Exercise directions:
In the entries that follow, identify the line containing "outline --target=hanging lantern" and return it together with all later lines, exactly as they appear.

Extracted records:
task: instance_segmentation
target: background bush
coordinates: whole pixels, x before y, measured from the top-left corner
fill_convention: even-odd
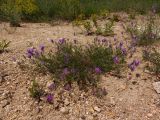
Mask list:
[[[10,5],[10,4],[14,5]],[[0,7],[20,10],[20,16],[25,20],[50,20],[67,19],[73,20],[84,14],[90,17],[107,10],[111,12],[136,11],[145,13],[151,9],[160,11],[159,0],[0,0]],[[14,10],[15,13],[16,10]],[[0,10],[0,17],[6,15]]]
[[[44,46],[29,48],[27,56],[40,70],[51,73],[58,83],[77,82],[80,88],[96,86],[101,74],[119,73],[125,63],[123,51],[114,49],[107,40],[95,40],[84,46],[61,38],[54,44],[55,49],[49,52],[45,52]]]

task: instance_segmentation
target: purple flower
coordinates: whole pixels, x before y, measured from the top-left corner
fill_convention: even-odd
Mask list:
[[[117,41],[117,38],[116,38],[116,37],[114,37],[114,41]]]
[[[51,84],[48,86],[48,88],[49,88],[50,90],[54,90],[54,89],[56,88],[55,83],[54,83],[54,82],[51,83]]]
[[[35,55],[36,58],[39,57],[40,54],[39,54],[38,50],[35,50],[34,55]]]
[[[49,103],[53,102],[53,95],[51,95],[51,94],[47,95],[47,102],[49,102]]]
[[[71,88],[72,88],[71,84],[69,84],[69,83],[67,83],[67,84],[64,85],[64,89],[67,90],[67,91],[70,91]]]
[[[115,64],[118,64],[119,63],[119,58],[117,56],[113,57],[113,61]]]
[[[123,42],[119,43],[119,47],[122,48],[123,47]]]
[[[64,55],[64,62],[67,64],[69,62],[69,56],[68,54]]]
[[[65,43],[65,38],[60,38],[60,39],[59,39],[59,43],[60,43],[60,44]]]
[[[31,58],[34,55],[34,48],[27,49],[27,57]]]
[[[13,62],[16,62],[16,58],[15,58],[15,57],[12,57],[12,61],[13,61]]]
[[[68,68],[64,68],[63,69],[63,74],[64,75],[68,75],[70,72],[69,72],[69,70],[68,70]]]
[[[137,67],[137,66],[139,66],[139,64],[140,64],[140,61],[139,61],[139,60],[134,60],[134,61],[133,61],[133,64]]]
[[[101,70],[99,67],[96,67],[96,68],[95,68],[95,72],[96,72],[97,74],[100,74],[100,73],[102,72],[102,70]]]
[[[127,50],[125,48],[121,49],[123,55],[127,55]]]
[[[51,43],[54,43],[54,40],[51,38],[48,38],[48,41],[50,41]]]
[[[140,77],[140,76],[141,76],[141,75],[140,75],[139,73],[136,74],[136,77],[137,77],[137,78]]]
[[[134,65],[129,65],[130,70],[133,72],[135,70],[135,66]]]
[[[74,44],[77,44],[77,40],[76,39],[74,39],[73,42],[74,42]]]
[[[34,52],[34,48],[28,48],[27,49],[27,53],[30,53],[31,55],[33,55]]]
[[[44,45],[40,45],[39,48],[43,52],[45,47],[44,47]]]
[[[103,42],[103,43],[107,42],[106,38],[102,39],[102,42]]]
[[[27,53],[27,57],[28,57],[28,58],[31,58],[31,57],[32,57],[32,54],[31,54],[31,53]]]

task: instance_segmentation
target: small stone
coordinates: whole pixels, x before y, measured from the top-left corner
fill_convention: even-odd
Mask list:
[[[156,90],[157,93],[160,93],[160,82],[154,82],[153,88]]]
[[[60,108],[60,112],[62,112],[63,114],[68,114],[69,110],[65,107]]]
[[[101,112],[101,109],[100,109],[99,107],[97,107],[97,106],[94,107],[94,110],[95,110],[96,112]]]

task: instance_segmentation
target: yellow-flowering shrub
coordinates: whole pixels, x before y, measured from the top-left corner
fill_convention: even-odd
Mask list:
[[[38,11],[34,0],[16,0],[15,4],[26,15],[32,15]]]

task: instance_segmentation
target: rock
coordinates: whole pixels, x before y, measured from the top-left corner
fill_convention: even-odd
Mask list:
[[[160,94],[160,82],[154,82],[153,88],[156,90],[157,93]]]
[[[147,116],[148,116],[148,117],[152,117],[152,116],[153,116],[153,114],[151,114],[151,113],[148,113],[148,114],[147,114]]]
[[[96,112],[101,112],[101,109],[100,109],[99,107],[97,107],[97,106],[94,107],[94,110],[95,110]]]
[[[60,112],[62,112],[63,114],[68,114],[69,110],[65,107],[60,108]]]

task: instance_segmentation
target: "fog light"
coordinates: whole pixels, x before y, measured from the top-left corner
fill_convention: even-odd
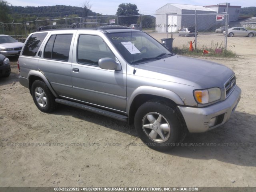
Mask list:
[[[210,120],[210,122],[209,123],[209,127],[211,127],[214,125],[215,125],[215,124],[216,123],[216,117],[214,117],[213,118],[212,118],[211,120]]]

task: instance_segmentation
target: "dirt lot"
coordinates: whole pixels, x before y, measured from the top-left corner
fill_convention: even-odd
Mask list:
[[[0,186],[256,186],[255,46],[229,38],[237,57],[206,59],[235,72],[241,100],[227,124],[168,153],[143,146],[126,123],[64,106],[40,112],[12,58],[0,79]]]

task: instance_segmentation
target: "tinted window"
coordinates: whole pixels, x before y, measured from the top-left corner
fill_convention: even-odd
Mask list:
[[[47,33],[40,33],[30,36],[26,44],[22,55],[34,57],[47,34]]]
[[[44,49],[44,58],[68,61],[72,36],[72,34],[51,36]]]
[[[98,65],[102,58],[116,57],[103,40],[98,36],[81,35],[78,46],[78,62],[81,64]]]
[[[0,44],[16,43],[16,40],[10,36],[0,36]]]
[[[45,48],[44,48],[44,57],[48,59],[52,58],[52,48],[53,44],[55,40],[55,35],[52,35],[49,39]]]

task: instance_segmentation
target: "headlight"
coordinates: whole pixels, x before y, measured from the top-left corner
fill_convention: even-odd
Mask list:
[[[194,95],[196,102],[200,104],[206,104],[220,99],[221,92],[220,88],[214,87],[203,90],[194,90]]]
[[[6,48],[6,49],[2,49],[1,50],[1,51],[12,51],[13,50],[12,48]]]
[[[7,65],[7,64],[9,64],[10,63],[10,60],[7,57],[4,60],[4,64]]]

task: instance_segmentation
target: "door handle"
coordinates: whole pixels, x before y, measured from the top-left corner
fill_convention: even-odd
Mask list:
[[[79,72],[79,69],[78,69],[77,68],[73,68],[72,69],[73,72],[75,73],[78,73]]]

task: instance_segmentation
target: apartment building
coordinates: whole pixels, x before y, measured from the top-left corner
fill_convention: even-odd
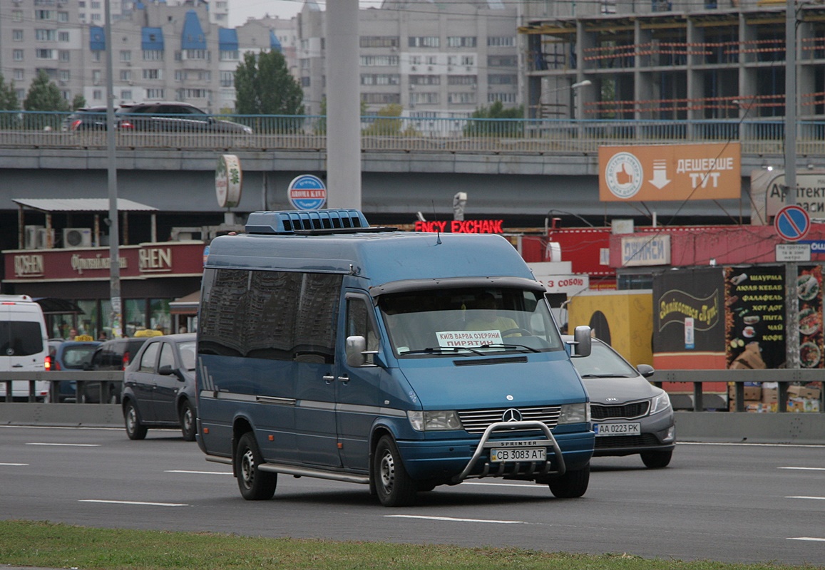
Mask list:
[[[785,115],[785,0],[528,2],[533,117],[695,120]],[[825,6],[797,4],[800,118],[825,113]],[[582,81],[586,88],[573,88]]]
[[[521,103],[517,4],[386,0],[359,12],[361,97],[368,112],[400,105],[419,120],[468,117],[500,101]],[[304,2],[296,58],[308,113],[326,92],[326,12]]]

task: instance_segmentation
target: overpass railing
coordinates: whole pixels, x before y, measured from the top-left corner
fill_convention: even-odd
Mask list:
[[[789,412],[787,403],[789,400],[789,388],[794,385],[809,384],[818,383],[820,386],[818,393],[818,403],[817,407],[820,413],[825,413],[825,390],[822,389],[823,373],[821,370],[800,369],[800,370],[658,370],[651,377],[651,382],[662,388],[664,386],[671,392],[672,398],[675,394],[681,393],[679,384],[683,384],[685,390],[691,396],[692,406],[689,409],[693,412],[705,412],[705,397],[713,395],[719,398],[718,392],[711,392],[705,389],[705,384],[716,384],[724,383],[726,386],[731,386],[735,394],[735,406],[731,412],[747,412],[745,404],[745,388],[751,384],[761,386],[765,383],[776,382],[777,385],[776,413],[785,413]],[[118,389],[116,393],[120,393],[120,388],[123,384],[123,372],[121,371],[50,371],[50,372],[0,372],[0,402],[12,402],[12,382],[23,381],[28,382],[29,396],[23,398],[28,402],[36,402],[35,397],[35,386],[37,383],[48,381],[51,387],[50,389],[50,397],[49,403],[59,402],[59,383],[63,381],[77,382],[78,393],[84,392],[83,386],[87,383],[93,383],[93,385],[101,389],[100,398],[97,398],[102,403],[109,403],[102,393],[102,387],[105,384],[114,384]],[[665,385],[667,384],[670,385]],[[676,387],[673,384],[676,384]],[[728,394],[725,393],[723,398],[725,404],[728,402]],[[808,398],[813,399],[813,398]],[[75,398],[80,403],[80,398]],[[715,409],[719,409],[716,407]],[[728,409],[725,405],[722,409]]]
[[[70,113],[0,111],[0,148],[106,148],[106,119],[73,130]],[[165,115],[175,119],[175,115]],[[182,117],[181,117],[182,119]],[[252,133],[219,132],[231,120]],[[117,120],[116,120],[116,125]],[[206,120],[116,130],[120,149],[323,150],[326,117],[208,115]],[[365,151],[595,153],[604,145],[728,143],[743,154],[784,156],[785,123],[775,120],[612,120],[361,117]],[[825,154],[825,121],[801,120],[799,155]]]

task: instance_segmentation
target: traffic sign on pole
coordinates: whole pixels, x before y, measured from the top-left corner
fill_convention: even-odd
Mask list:
[[[802,239],[811,228],[811,219],[801,206],[787,205],[774,218],[774,228],[789,242]]]

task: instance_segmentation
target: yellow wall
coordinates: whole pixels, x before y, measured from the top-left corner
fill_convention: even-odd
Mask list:
[[[604,320],[596,315],[599,312]],[[568,332],[571,334],[581,325],[594,327],[598,332],[596,323],[605,321],[610,346],[634,366],[653,364],[653,291],[587,291],[576,295],[568,304]],[[603,335],[596,336],[601,338]]]

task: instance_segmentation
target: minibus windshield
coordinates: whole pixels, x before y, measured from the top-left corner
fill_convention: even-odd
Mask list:
[[[378,299],[398,356],[467,356],[563,350],[540,291],[428,289]]]

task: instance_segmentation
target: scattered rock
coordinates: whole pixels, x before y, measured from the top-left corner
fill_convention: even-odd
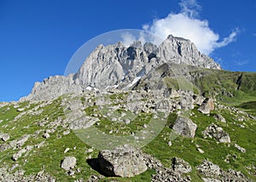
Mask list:
[[[195,134],[196,128],[197,125],[194,123],[191,119],[178,117],[172,127],[172,129],[178,134],[193,138]]]
[[[69,128],[70,129],[85,129],[88,128],[90,127],[91,127],[92,125],[94,125],[96,122],[98,122],[99,119],[96,117],[87,117],[87,116],[84,116],[83,117],[73,121],[70,126]]]
[[[224,132],[222,128],[212,123],[206,130],[202,132],[203,135],[207,138],[214,138],[220,143],[230,143],[230,137],[228,133]]]
[[[66,171],[73,169],[77,165],[77,159],[75,156],[66,156],[61,162],[61,168]]]
[[[9,135],[8,134],[1,134],[0,133],[0,139],[3,141],[7,141],[8,139],[9,139]]]
[[[207,98],[198,109],[198,111],[203,114],[209,114],[210,111],[213,110],[214,110],[214,102],[212,98]]]
[[[201,154],[205,153],[205,151],[203,150],[201,150],[201,148],[197,148],[197,151]]]
[[[65,130],[63,132],[63,135],[67,135],[67,134],[70,134],[70,131],[69,130]]]
[[[180,173],[188,173],[192,171],[192,168],[189,162],[177,157],[172,159],[172,168],[174,172]]]
[[[133,177],[148,169],[142,152],[128,145],[101,151],[98,159],[101,170],[108,176]]]
[[[221,174],[220,168],[208,160],[196,167],[199,173],[207,177],[217,177]]]
[[[44,133],[43,137],[45,138],[45,139],[48,139],[49,137],[49,134]]]
[[[220,121],[222,122],[226,122],[225,118],[221,115],[221,114],[217,114],[214,116],[215,119],[217,119],[218,121]]]
[[[70,148],[66,148],[64,151],[64,154],[66,154],[69,150],[70,150]]]
[[[86,151],[86,153],[91,153],[91,152],[93,152],[93,149],[88,149],[88,150]]]
[[[30,151],[32,148],[33,148],[33,146],[27,145],[26,148],[23,148],[23,149],[20,150],[17,153],[15,153],[13,155],[12,160],[17,161],[22,156],[22,154],[24,154],[27,151]]]
[[[239,146],[237,144],[235,144],[235,147],[242,153],[247,152],[247,150],[245,148],[242,148],[241,146]]]
[[[17,111],[23,111],[25,110],[25,108],[18,108]]]
[[[221,182],[221,180],[211,178],[201,178],[201,179],[203,179],[204,182]]]
[[[26,140],[31,137],[30,134],[25,134],[23,135],[20,139],[18,139],[18,141],[15,143],[16,147],[20,148],[21,146],[23,146],[23,145],[25,144],[25,142],[26,142]]]

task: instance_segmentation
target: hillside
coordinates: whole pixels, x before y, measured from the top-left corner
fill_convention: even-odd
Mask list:
[[[0,103],[0,180],[256,181],[256,73],[185,39],[146,45],[99,46]]]

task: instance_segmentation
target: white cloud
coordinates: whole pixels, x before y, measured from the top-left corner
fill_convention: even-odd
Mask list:
[[[210,28],[207,20],[196,18],[201,9],[196,0],[182,0],[179,5],[180,13],[171,13],[166,18],[154,20],[152,25],[144,25],[143,30],[164,39],[170,34],[189,39],[201,53],[207,55],[236,40],[238,29],[219,40],[219,35]]]
[[[136,41],[136,37],[131,34],[127,32],[125,32],[122,34],[122,43],[125,46],[130,46],[134,41]]]

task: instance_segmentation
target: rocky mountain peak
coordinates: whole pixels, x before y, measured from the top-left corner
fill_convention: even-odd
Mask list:
[[[128,89],[164,64],[221,69],[212,59],[200,53],[189,40],[172,35],[159,46],[140,41],[135,41],[128,47],[120,42],[107,46],[100,44],[77,73],[68,78],[57,77],[37,84],[28,98],[44,100],[46,97],[47,100],[92,88]],[[50,94],[42,94],[45,92]]]

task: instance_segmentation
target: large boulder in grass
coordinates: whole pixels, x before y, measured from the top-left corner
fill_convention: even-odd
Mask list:
[[[213,110],[214,101],[212,98],[207,98],[198,109],[198,111],[203,114],[209,114]]]
[[[101,151],[98,160],[107,176],[133,177],[148,169],[142,151],[128,145]]]
[[[73,169],[77,165],[77,159],[75,156],[66,156],[61,162],[61,168],[66,171]]]
[[[195,136],[196,128],[197,125],[191,119],[183,117],[178,117],[172,127],[177,134],[190,138]]]

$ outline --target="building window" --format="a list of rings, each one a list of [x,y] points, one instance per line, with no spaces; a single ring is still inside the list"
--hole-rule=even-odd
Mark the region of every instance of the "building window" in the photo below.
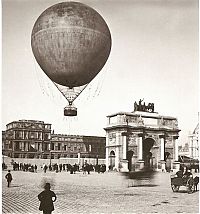
[[[54,150],[54,143],[51,143],[51,150]]]

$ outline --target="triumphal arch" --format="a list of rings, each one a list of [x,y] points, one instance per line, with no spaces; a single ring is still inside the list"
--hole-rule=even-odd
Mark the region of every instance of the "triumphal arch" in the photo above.
[[[159,115],[154,103],[142,102],[134,103],[133,112],[107,116],[107,170],[178,170],[177,118]]]

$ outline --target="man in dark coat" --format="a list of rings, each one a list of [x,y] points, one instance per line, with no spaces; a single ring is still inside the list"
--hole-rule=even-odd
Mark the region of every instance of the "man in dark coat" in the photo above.
[[[10,173],[10,170],[8,170],[8,173],[6,174],[5,178],[7,179],[8,182],[8,187],[10,186],[10,183],[12,181],[12,175]]]
[[[43,214],[51,214],[54,210],[53,202],[56,201],[56,194],[50,190],[50,183],[46,183],[44,186],[44,191],[42,191],[38,195],[38,199],[40,200],[39,210],[43,211]]]

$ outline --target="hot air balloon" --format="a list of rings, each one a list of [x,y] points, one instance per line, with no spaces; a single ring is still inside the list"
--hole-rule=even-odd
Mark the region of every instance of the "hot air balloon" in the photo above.
[[[68,101],[65,116],[76,116],[73,101],[101,71],[111,51],[111,34],[102,16],[79,2],[47,8],[36,20],[33,55]]]

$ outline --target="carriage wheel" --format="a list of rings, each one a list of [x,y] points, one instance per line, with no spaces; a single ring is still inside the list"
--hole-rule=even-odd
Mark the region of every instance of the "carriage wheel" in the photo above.
[[[188,194],[190,193],[193,193],[195,191],[195,185],[194,185],[194,180],[193,178],[190,178],[188,181],[187,181],[187,192]]]
[[[180,186],[176,186],[174,184],[171,184],[171,187],[172,187],[173,192],[178,192]]]

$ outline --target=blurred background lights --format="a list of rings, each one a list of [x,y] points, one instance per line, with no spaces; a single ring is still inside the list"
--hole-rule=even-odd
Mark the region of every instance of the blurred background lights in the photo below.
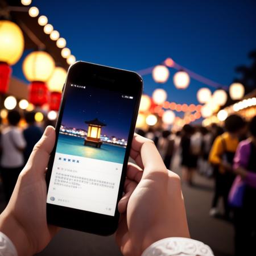
[[[57,30],[53,30],[50,34],[50,38],[53,41],[56,41],[60,37],[60,33]]]
[[[44,27],[44,32],[47,35],[49,35],[53,30],[53,27],[51,24],[47,24]]]
[[[241,100],[245,94],[245,88],[240,82],[234,82],[229,86],[229,95],[233,100]]]
[[[67,58],[71,54],[71,51],[68,48],[64,48],[61,50],[61,56],[64,58]]]
[[[56,44],[59,48],[64,48],[66,46],[66,40],[63,38],[59,38]]]
[[[212,97],[212,92],[209,89],[203,88],[197,91],[196,97],[200,103],[206,103],[210,100]]]
[[[162,118],[166,125],[172,125],[175,119],[175,114],[172,110],[167,110],[163,113]]]
[[[49,120],[55,120],[57,118],[57,114],[56,111],[49,111],[47,114],[47,118]]]
[[[26,109],[28,106],[28,102],[27,100],[21,100],[19,102],[19,106],[22,109]]]
[[[42,122],[44,119],[44,115],[41,112],[36,112],[35,114],[35,120],[36,122]]]
[[[174,84],[177,89],[186,89],[189,82],[189,76],[185,71],[179,71],[174,76]]]
[[[163,89],[156,89],[152,95],[153,101],[158,105],[161,105],[167,98],[167,93]]]
[[[23,5],[30,5],[31,3],[31,0],[21,0],[21,3]]]
[[[152,76],[156,82],[164,83],[169,78],[169,69],[163,65],[158,65],[154,68]]]
[[[38,24],[40,26],[46,26],[47,24],[48,19],[46,16],[41,15],[38,18]]]
[[[148,115],[146,118],[146,122],[147,125],[152,126],[155,125],[158,122],[157,117],[153,114]]]
[[[71,55],[67,59],[67,63],[69,65],[72,65],[76,62],[76,57],[74,55]]]
[[[39,14],[39,10],[38,10],[38,8],[35,6],[31,7],[30,8],[30,10],[28,10],[28,14],[31,17],[36,17],[36,16],[38,16],[38,14]]]
[[[151,101],[149,96],[146,94],[143,94],[141,97],[141,102],[139,104],[139,111],[148,110],[151,105]]]
[[[224,109],[222,109],[218,112],[217,117],[220,121],[224,121],[228,117],[228,112]]]
[[[6,109],[11,110],[14,109],[17,105],[17,101],[16,98],[13,96],[8,96],[5,100],[3,103]]]

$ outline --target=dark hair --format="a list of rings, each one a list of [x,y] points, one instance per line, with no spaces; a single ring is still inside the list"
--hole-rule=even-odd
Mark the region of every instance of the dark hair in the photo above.
[[[34,112],[26,112],[25,113],[25,120],[28,124],[32,124],[35,122],[35,113]]]
[[[249,124],[249,131],[253,137],[256,137],[256,115],[253,117]]]
[[[225,121],[225,128],[229,133],[236,133],[245,126],[243,119],[238,115],[233,114]]]
[[[8,112],[7,119],[11,125],[16,126],[21,118],[19,112],[17,110],[11,110]]]

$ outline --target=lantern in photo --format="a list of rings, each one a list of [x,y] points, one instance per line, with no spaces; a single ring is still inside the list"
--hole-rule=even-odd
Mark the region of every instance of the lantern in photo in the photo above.
[[[163,104],[167,98],[167,93],[163,89],[156,89],[152,95],[153,101],[158,105]]]
[[[234,82],[229,86],[229,95],[233,100],[241,100],[245,94],[245,88],[240,82]]]
[[[203,88],[197,91],[196,97],[200,103],[207,103],[212,97],[212,92],[209,89]]]
[[[158,65],[154,68],[152,76],[156,82],[163,84],[169,78],[169,69],[163,65]]]
[[[174,76],[174,84],[177,89],[186,89],[189,82],[189,76],[185,71],[179,71]]]
[[[29,101],[35,106],[42,106],[48,101],[46,81],[52,75],[55,64],[52,56],[46,52],[31,52],[24,60],[22,69],[31,82]]]
[[[224,90],[219,89],[213,93],[212,99],[216,104],[219,106],[223,106],[226,102],[228,95]]]
[[[172,125],[175,120],[175,114],[172,110],[167,110],[163,113],[162,119],[164,123]]]
[[[20,58],[24,49],[22,30],[10,20],[0,20],[0,93],[8,90],[11,68]]]
[[[146,94],[141,96],[141,102],[139,104],[139,110],[142,112],[148,110],[151,105],[150,97]]]
[[[63,68],[57,67],[47,81],[48,89],[50,92],[49,98],[50,110],[59,110],[61,100],[62,88],[66,76],[67,71]]]

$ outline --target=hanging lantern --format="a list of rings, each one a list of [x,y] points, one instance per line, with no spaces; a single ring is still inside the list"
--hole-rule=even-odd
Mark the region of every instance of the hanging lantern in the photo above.
[[[197,91],[196,97],[200,103],[207,103],[212,97],[212,92],[208,88],[203,88]]]
[[[61,101],[62,88],[66,76],[67,71],[63,68],[57,67],[47,81],[48,88],[50,91],[49,108],[51,110],[59,110]]]
[[[46,82],[51,77],[55,67],[52,57],[46,52],[36,51],[27,55],[22,69],[26,78],[31,82],[29,101],[42,106],[48,101],[48,89]]]
[[[0,20],[0,93],[8,90],[10,65],[19,60],[23,49],[24,37],[19,26],[10,20]]]
[[[189,76],[185,71],[179,71],[174,76],[174,85],[177,89],[186,89],[189,82]]]
[[[153,101],[158,105],[163,104],[167,98],[167,93],[163,89],[156,89],[152,95]]]
[[[141,97],[141,103],[139,104],[139,110],[144,112],[148,110],[151,105],[150,97],[146,94],[143,94]]]
[[[163,65],[158,65],[154,68],[152,72],[153,79],[156,82],[164,83],[169,78],[169,69]]]
[[[240,82],[234,82],[229,86],[229,95],[233,100],[241,100],[245,94],[245,88]]]
[[[166,125],[171,125],[175,120],[175,114],[172,110],[167,110],[163,113],[162,119]]]
[[[213,93],[212,99],[215,104],[219,106],[223,106],[226,102],[228,95],[224,90],[219,89]]]

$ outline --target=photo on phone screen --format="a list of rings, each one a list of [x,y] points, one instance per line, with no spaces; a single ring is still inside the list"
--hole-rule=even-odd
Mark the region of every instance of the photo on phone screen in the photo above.
[[[114,216],[135,99],[66,86],[47,202]]]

The output:
$ outline --target=hanging lantern --format="a list of rings, each one a list of [x,y] points, one instance per line, with no spaces; a single ring is still inside the list"
--hole-rule=even-odd
Mark the region of every instance of the hanging lantern in the photo above.
[[[197,91],[196,97],[200,103],[207,103],[212,97],[212,92],[208,88],[203,88]]]
[[[61,101],[62,88],[66,76],[67,71],[63,68],[57,67],[47,81],[48,88],[50,91],[49,108],[51,110],[59,110]]]
[[[46,82],[51,77],[55,67],[52,57],[46,52],[36,51],[27,55],[22,69],[26,78],[31,82],[29,101],[42,106],[48,101],[48,89]]]
[[[0,20],[0,93],[8,90],[10,65],[19,60],[23,49],[24,37],[19,26],[10,20]]]
[[[189,76],[185,71],[179,71],[174,76],[174,85],[177,89],[186,89],[189,82]]]
[[[153,101],[158,105],[163,104],[167,98],[167,93],[163,89],[156,89],[152,95]]]
[[[141,97],[141,103],[139,104],[139,110],[144,112],[148,110],[151,105],[150,97],[146,94],[143,94]]]
[[[163,65],[158,65],[154,68],[152,72],[153,79],[156,82],[164,83],[169,78],[169,69]]]
[[[240,82],[234,82],[229,86],[229,95],[233,100],[241,100],[245,94],[245,88]]]
[[[166,125],[171,125],[175,120],[175,114],[172,110],[167,110],[163,113],[162,119]]]
[[[213,93],[212,99],[215,104],[219,106],[223,106],[226,102],[228,95],[224,90],[219,89]]]

$ outline --target=photo on phone screen --format="a list of rings, each one a list of [x,y] points, one instance per line, with no spaces; a single ring is still inside the list"
--hole-rule=even-odd
Mark the region of every instance of the photo on phone screen in the photo above.
[[[114,216],[135,99],[66,86],[47,202]]]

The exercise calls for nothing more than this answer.